Retype, word for word, the lines from the first line of the entries through the line that holds "Target: night sky"; leave out the pictures.

- **Exercise data**:
Content starts

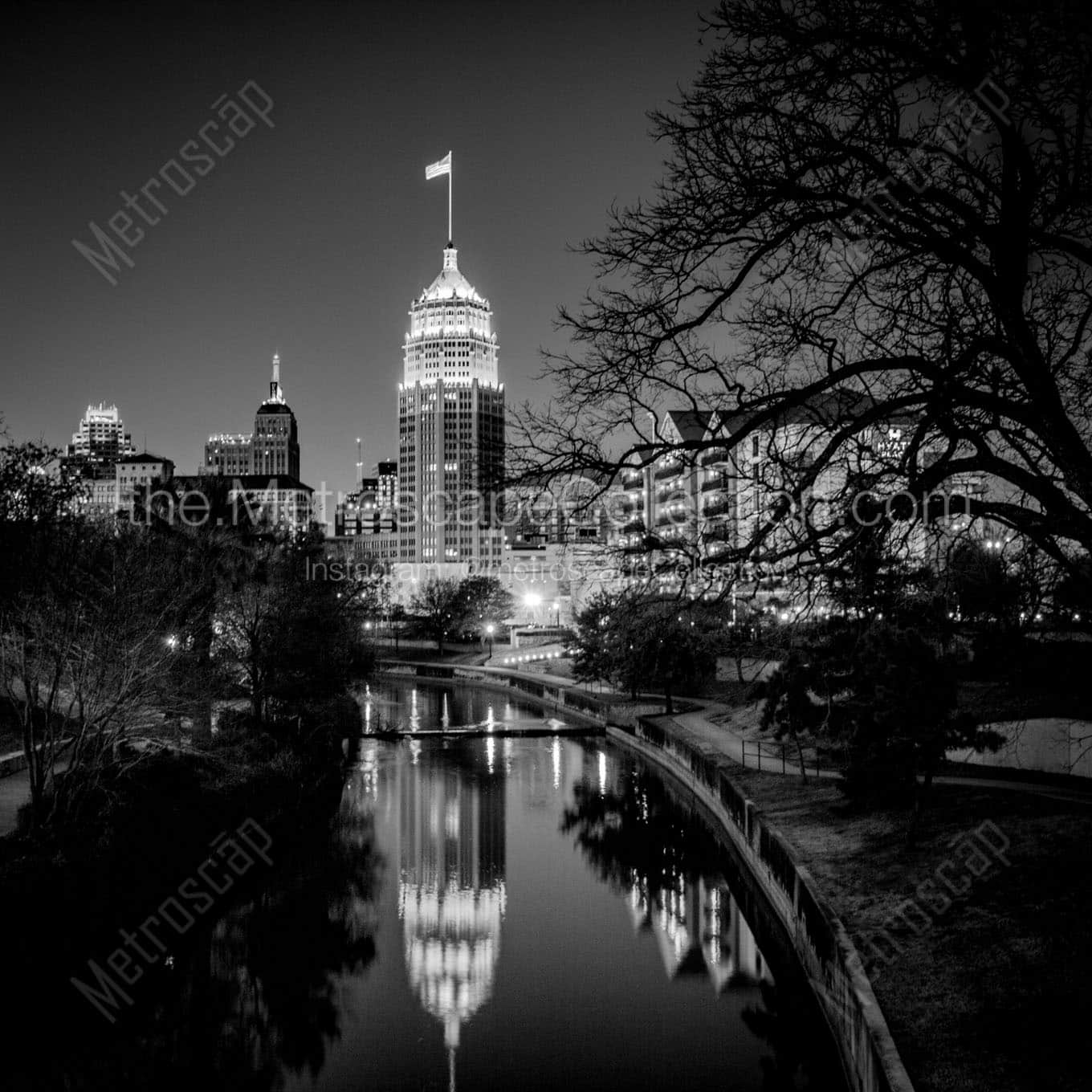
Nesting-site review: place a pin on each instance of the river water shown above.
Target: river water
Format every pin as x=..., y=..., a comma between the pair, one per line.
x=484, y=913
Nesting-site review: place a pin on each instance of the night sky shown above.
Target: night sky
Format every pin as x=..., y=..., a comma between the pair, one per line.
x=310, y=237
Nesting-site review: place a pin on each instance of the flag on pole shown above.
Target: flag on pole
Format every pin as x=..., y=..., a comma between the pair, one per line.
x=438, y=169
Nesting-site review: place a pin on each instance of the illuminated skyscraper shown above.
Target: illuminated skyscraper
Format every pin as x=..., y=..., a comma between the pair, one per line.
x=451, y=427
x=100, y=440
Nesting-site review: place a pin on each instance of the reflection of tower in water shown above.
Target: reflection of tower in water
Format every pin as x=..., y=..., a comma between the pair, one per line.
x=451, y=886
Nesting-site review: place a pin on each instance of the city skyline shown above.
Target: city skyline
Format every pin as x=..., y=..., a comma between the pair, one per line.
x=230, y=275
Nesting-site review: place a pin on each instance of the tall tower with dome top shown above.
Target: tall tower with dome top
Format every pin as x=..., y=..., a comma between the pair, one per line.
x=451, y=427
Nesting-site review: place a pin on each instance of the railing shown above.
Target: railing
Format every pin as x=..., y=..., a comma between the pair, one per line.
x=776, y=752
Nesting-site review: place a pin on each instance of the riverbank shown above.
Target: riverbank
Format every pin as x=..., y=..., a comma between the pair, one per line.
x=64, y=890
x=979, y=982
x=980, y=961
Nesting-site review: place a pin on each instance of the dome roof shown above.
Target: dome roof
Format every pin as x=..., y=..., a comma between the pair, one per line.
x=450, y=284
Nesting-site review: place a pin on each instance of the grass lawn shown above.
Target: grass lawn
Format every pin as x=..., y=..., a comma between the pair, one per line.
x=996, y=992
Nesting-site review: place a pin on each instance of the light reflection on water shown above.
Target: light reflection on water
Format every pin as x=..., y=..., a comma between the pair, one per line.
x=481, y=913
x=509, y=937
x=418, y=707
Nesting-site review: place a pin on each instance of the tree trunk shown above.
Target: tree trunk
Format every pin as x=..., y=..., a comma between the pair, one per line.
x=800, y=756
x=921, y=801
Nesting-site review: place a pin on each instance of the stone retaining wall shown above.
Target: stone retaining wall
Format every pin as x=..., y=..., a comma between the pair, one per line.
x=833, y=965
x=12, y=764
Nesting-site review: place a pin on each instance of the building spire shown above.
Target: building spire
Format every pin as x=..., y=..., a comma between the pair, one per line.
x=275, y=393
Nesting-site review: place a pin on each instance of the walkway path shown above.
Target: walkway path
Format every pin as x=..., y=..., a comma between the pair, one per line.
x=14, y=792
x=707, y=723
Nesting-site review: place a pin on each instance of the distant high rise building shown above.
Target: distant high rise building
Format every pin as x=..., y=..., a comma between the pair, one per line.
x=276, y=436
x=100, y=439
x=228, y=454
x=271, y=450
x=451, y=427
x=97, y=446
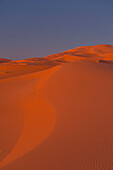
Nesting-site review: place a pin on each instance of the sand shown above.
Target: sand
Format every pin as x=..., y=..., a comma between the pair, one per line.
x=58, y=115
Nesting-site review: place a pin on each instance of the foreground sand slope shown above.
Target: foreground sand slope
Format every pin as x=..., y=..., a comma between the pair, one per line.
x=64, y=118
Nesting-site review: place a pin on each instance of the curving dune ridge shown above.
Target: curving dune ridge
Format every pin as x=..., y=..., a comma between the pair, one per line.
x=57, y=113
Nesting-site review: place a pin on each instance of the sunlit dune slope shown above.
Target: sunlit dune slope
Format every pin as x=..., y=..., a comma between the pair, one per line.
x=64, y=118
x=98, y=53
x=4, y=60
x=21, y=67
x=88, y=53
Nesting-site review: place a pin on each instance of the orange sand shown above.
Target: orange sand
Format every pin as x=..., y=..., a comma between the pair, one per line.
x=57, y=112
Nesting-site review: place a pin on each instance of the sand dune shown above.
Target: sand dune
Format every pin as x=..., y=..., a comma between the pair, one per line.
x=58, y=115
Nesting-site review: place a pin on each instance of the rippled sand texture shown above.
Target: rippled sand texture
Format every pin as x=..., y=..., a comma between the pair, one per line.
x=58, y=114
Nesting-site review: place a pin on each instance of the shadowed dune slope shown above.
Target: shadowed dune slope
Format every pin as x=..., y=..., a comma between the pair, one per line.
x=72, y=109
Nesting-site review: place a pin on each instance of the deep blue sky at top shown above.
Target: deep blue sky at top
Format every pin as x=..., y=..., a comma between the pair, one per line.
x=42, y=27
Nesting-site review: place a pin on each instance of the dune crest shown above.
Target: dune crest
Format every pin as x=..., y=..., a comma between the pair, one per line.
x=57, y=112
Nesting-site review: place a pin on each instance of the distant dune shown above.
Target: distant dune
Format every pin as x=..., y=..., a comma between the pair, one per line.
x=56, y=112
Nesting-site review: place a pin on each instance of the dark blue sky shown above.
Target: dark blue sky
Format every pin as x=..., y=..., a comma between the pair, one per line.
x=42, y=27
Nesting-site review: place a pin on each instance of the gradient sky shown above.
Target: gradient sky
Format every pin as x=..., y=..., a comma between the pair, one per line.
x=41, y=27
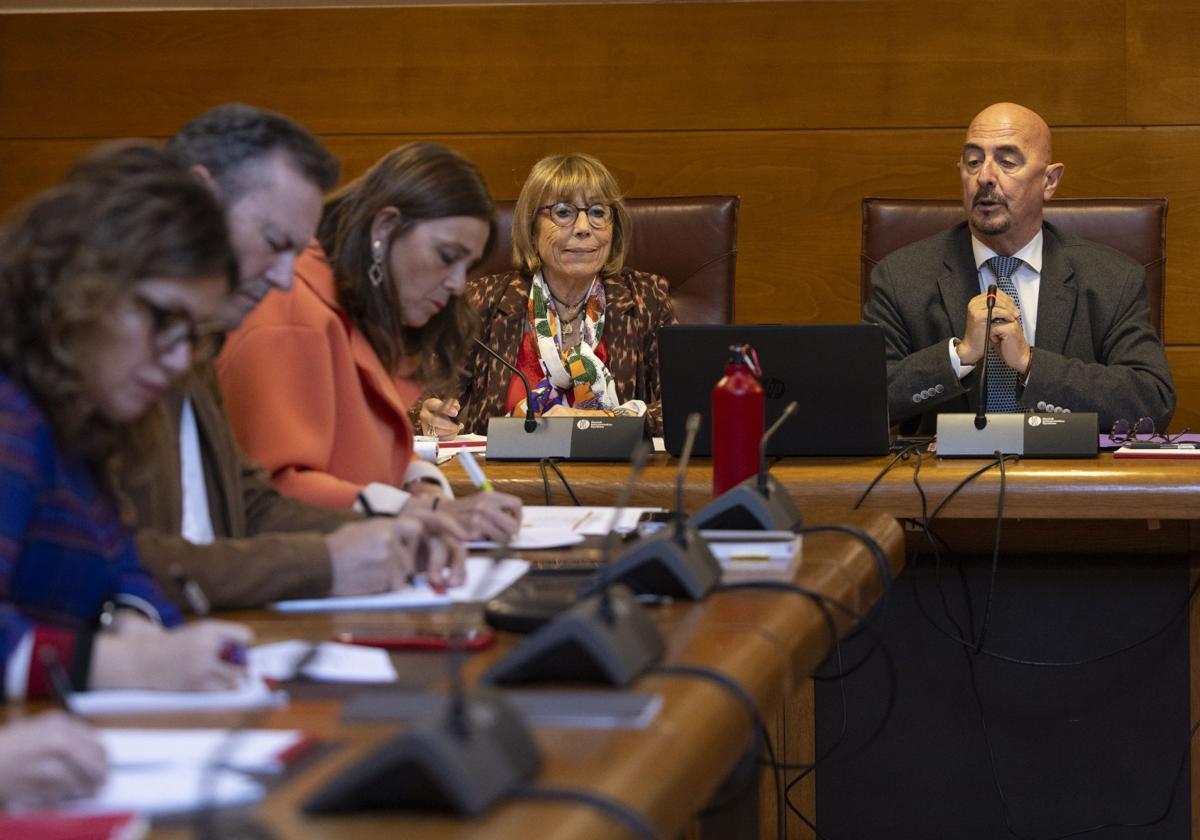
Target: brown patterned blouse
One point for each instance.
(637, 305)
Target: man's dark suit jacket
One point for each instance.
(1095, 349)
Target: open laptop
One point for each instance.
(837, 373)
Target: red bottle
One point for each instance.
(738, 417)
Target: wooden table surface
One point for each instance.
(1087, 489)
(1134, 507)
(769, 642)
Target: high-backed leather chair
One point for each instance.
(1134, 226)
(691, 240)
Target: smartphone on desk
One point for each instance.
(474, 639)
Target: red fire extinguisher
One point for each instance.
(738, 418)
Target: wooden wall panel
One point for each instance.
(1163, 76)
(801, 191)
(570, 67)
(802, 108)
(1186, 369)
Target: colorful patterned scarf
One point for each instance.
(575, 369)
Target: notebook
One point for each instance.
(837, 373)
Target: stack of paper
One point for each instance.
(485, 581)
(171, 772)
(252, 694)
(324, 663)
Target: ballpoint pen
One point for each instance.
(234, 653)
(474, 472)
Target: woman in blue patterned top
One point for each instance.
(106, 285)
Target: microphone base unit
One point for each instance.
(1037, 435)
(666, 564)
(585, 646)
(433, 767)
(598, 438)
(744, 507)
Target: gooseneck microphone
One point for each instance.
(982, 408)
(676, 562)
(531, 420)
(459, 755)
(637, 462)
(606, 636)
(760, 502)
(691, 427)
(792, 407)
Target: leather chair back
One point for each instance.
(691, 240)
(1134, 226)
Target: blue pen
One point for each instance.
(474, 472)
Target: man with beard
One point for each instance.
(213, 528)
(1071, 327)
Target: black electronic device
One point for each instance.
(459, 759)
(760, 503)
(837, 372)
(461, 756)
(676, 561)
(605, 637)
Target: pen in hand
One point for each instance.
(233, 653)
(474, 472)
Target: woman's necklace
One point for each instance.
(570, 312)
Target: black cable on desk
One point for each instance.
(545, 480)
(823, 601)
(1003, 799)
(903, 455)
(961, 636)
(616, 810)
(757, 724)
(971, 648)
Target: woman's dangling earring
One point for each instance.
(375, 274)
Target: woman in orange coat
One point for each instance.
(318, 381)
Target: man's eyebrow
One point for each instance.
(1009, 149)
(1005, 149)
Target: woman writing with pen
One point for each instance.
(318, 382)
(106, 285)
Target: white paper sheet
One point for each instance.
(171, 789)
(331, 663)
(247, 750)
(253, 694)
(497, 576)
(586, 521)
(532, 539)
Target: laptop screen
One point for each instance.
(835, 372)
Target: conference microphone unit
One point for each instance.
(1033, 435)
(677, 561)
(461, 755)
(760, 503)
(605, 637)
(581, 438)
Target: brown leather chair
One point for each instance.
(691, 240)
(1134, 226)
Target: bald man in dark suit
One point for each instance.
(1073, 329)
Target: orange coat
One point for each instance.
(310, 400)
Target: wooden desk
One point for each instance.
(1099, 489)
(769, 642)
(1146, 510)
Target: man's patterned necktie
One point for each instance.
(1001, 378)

Content ends

- **Finished task**:
Nesting-site review: place a pin on each instance of the river water shown above.
Target: river water
Format every pin as x=..., y=..., a comma between the pair, one per line.
x=484, y=913
Nesting-site review: place a pin on each instance of the night sky shown above.
Target: night sky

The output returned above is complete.